Instruction A: In the diary entry below, why can't the writer have the furry companion the writer longs for?

=== Document segment ===

And I'm so tired. So, so tired. I think if I went to bed now I'd sleep for days. I can't wait for the weekend to come. I believe I shall remain in bed the whole weekend. But knowing me, I think I'll run up north to the comfort of my old room in my parents' house. Everything feels so much better there. It feels warm and inviting. Where I live now it's cold and bare. I don't belong in that house. I do believe it's haunted. I need to look for a new place to live.

The only comfort there is Azazel, the feral cat that comes over for a meal. I feed him kitty treats which I buy at the local supermarket. He let's me sit near him but won't let me touch him. I so wish I could pet him. I feel like I need a furry companion. But the "no pets allowed" rule prevents me from having a furry soulmate. It's sad... I pay so much money for rent and I can't even have a pet. Or take a decent shower. Or cook a decent meal. Or feel at home. I feel like I'm living in one of those run-down sleazy motels. I hate that place with a passion. But finding a nice suitable place to live in here in Porto is like searching for the perfect man. It's damn near impossible! I'm so frustrated. I just want to live somewhere quiet, with decent water pressure and a stove which will cook my food in a timely manner.

I'm sleepy. I can't wait for the day to be done so I can go back to that hell-hole and crash... Maybe this night it'll be different.



quarta-feira, 11 de outubro de 2017

Look at you now


Joe Purdy - Look at you now

"... you used to have such a pretty little smile..."

You were right, David



I am in a room filled with people and I never felt more alone. Everyone is talking and exchanging ideas. I have nothing. I am nothing. I sometimes think I'm a functioning ghost. People's voices and words meld with the voices in my head. I want to drown them all out but even music doesn't work anymore. I am starting to think I might actually be insane. You were right, David. There is something wrong with me. I guess I just didn't want to admit you were right. I was always sitting at the edge of my seat waiting for the shit to hit the fan because I knew eventually it would and I would be the one to fling it about like a naughty monkey at the zoo. I am sorry.

They usually say: "better late than never", but I case in this case that does not apply. I usually take a long time to realize what people are trying to tell me, or show me about myself because it's like looking in a mirror and I don't want to see myself. Especially through other people's eyes. Particularly through yours.

===

Instruction B: Write out the rows below again, every one of them, without changing a character.

=== Records supplied ===

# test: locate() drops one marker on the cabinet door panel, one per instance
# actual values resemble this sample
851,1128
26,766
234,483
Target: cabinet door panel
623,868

===

Solution A: The rental has a "no pets allowed" rule, so the writer can't keep a pet despite paying so much in rent.

Solution B:
# test: locate() drops one marker on the cabinet door panel, one per instance
# actual values resemble this sample
851,1128
26,766
234,483
Target: cabinet door panel
623,868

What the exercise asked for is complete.